Prompt
Using the entries below, copy out all lines where "small" is found.

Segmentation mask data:
[Start of Attachment]
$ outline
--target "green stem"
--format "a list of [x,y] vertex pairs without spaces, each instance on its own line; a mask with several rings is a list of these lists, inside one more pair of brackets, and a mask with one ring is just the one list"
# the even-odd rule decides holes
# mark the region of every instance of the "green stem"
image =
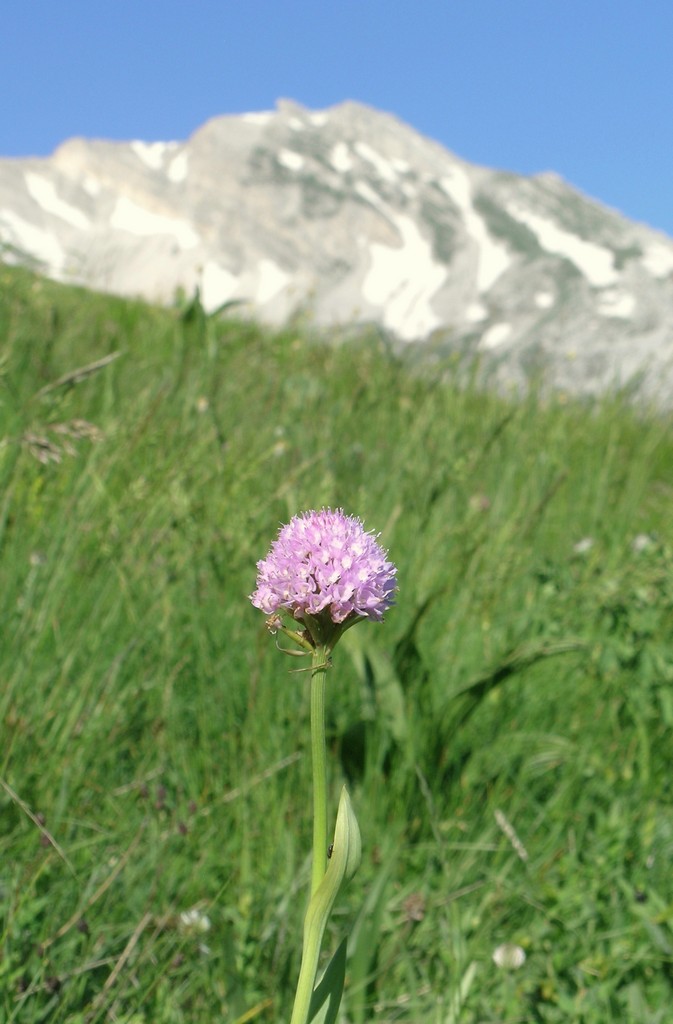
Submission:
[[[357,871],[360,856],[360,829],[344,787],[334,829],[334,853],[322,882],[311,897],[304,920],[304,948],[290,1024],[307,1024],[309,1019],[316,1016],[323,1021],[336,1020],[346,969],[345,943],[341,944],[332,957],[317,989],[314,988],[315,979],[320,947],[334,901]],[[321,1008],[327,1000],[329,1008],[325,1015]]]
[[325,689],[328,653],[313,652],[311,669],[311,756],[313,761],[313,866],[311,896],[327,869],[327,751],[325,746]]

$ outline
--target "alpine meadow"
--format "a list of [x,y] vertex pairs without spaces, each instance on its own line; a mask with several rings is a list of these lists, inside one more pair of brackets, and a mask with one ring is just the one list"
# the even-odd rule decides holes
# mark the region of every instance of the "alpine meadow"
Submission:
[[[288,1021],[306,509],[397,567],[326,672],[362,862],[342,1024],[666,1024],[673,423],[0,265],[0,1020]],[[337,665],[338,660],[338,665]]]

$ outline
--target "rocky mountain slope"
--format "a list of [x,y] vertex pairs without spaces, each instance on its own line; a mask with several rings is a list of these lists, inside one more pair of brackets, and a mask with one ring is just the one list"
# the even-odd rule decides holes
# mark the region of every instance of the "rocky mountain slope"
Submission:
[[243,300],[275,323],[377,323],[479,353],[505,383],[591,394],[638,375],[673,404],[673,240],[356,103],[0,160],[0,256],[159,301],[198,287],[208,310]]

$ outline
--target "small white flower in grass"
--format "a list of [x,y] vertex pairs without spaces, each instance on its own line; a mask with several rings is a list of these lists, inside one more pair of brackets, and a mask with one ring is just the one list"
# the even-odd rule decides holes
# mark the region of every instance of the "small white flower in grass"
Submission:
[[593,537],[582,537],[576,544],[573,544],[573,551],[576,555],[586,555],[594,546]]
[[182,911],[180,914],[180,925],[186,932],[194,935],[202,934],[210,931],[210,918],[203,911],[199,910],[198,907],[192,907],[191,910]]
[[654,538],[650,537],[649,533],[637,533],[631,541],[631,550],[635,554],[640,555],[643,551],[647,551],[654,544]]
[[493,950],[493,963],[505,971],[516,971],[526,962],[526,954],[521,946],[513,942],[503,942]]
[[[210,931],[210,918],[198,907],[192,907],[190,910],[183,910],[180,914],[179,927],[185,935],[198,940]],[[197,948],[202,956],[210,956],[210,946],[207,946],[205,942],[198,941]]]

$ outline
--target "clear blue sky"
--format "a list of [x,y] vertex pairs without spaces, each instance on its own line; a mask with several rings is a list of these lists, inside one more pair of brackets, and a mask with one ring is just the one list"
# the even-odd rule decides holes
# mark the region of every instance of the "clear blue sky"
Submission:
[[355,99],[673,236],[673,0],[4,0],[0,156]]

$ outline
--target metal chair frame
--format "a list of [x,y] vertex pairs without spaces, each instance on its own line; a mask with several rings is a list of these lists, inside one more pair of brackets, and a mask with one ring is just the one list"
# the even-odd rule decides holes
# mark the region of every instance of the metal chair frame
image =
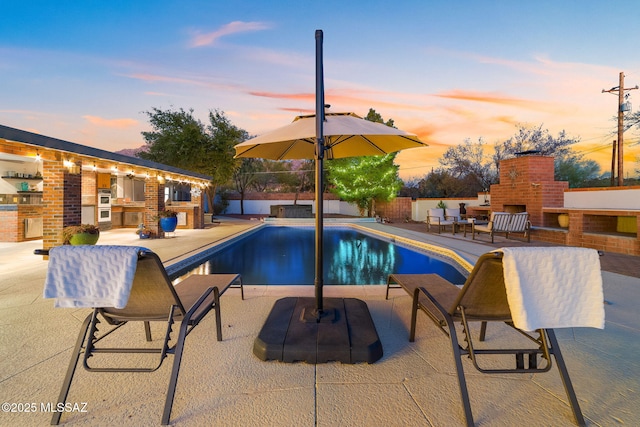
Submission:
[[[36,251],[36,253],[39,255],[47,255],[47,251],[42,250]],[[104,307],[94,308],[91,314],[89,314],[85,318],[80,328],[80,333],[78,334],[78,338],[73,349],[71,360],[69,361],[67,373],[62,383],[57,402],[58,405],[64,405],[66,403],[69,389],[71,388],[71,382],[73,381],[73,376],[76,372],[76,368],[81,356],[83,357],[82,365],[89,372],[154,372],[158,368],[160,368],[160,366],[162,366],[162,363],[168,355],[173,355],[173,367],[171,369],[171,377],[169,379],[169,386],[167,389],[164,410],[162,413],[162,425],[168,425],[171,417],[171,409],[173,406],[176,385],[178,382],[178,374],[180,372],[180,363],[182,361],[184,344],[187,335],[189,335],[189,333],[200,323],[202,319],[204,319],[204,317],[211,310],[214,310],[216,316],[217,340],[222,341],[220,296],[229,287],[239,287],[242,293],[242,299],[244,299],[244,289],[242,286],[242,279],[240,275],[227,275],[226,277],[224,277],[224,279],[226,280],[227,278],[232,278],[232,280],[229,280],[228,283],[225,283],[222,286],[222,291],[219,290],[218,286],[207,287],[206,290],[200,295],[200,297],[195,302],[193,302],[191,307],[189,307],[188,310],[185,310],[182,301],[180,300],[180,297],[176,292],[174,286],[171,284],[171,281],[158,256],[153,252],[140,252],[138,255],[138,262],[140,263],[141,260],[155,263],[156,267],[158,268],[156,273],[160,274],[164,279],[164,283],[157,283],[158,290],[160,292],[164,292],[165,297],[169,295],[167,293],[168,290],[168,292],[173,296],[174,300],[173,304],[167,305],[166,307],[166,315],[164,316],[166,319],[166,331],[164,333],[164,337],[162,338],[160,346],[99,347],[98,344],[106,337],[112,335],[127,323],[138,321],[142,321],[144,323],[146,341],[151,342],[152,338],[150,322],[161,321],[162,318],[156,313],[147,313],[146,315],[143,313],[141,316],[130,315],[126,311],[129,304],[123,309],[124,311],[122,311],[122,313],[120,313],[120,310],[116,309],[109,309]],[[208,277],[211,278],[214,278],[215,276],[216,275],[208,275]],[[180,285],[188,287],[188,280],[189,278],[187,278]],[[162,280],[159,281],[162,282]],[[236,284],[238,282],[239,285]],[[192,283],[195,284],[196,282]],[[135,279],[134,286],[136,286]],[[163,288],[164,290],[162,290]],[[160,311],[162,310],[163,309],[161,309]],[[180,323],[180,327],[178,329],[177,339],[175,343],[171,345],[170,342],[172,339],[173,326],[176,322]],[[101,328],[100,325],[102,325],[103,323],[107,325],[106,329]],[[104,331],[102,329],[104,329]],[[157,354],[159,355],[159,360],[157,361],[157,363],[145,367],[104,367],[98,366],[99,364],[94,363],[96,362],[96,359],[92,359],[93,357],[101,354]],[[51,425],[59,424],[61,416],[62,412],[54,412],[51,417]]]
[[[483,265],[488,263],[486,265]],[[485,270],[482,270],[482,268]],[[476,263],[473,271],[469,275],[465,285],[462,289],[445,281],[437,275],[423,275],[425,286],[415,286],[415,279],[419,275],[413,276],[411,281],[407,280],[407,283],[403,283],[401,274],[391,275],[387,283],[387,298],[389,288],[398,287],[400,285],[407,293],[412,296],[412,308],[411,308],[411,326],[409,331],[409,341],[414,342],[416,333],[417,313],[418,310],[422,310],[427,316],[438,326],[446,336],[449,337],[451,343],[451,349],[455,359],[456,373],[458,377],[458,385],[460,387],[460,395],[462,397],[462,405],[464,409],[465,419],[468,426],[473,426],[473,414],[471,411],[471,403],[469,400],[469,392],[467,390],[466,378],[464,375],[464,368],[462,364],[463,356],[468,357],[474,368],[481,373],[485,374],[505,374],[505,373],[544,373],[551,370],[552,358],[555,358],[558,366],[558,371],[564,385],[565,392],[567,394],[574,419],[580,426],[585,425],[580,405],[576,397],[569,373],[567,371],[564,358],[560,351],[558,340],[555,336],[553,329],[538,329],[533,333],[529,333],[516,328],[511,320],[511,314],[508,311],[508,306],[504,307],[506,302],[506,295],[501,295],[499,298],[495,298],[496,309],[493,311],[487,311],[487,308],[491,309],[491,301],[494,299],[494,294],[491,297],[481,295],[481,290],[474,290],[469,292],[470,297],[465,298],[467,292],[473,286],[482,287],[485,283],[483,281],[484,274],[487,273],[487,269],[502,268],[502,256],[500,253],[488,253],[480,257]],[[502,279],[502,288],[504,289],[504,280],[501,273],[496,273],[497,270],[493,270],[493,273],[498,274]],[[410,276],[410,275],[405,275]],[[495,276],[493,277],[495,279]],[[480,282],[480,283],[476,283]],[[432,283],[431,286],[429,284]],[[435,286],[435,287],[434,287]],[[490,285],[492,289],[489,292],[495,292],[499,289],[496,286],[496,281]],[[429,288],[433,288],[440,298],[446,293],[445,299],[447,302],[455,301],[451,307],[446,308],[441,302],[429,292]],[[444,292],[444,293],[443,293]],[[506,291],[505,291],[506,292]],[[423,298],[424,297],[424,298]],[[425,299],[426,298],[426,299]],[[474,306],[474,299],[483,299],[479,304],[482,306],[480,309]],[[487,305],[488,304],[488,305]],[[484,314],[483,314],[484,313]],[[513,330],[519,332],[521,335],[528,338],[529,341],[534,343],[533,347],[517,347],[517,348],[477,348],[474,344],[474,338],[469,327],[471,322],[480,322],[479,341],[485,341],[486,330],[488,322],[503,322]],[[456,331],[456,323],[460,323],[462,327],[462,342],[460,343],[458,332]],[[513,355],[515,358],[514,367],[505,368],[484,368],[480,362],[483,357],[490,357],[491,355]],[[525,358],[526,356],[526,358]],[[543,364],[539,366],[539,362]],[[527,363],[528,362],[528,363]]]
[End of Attachment]
Answer for the task
--target "small white flower in grass"
# mark the region of every instance of the "small white flower in grass"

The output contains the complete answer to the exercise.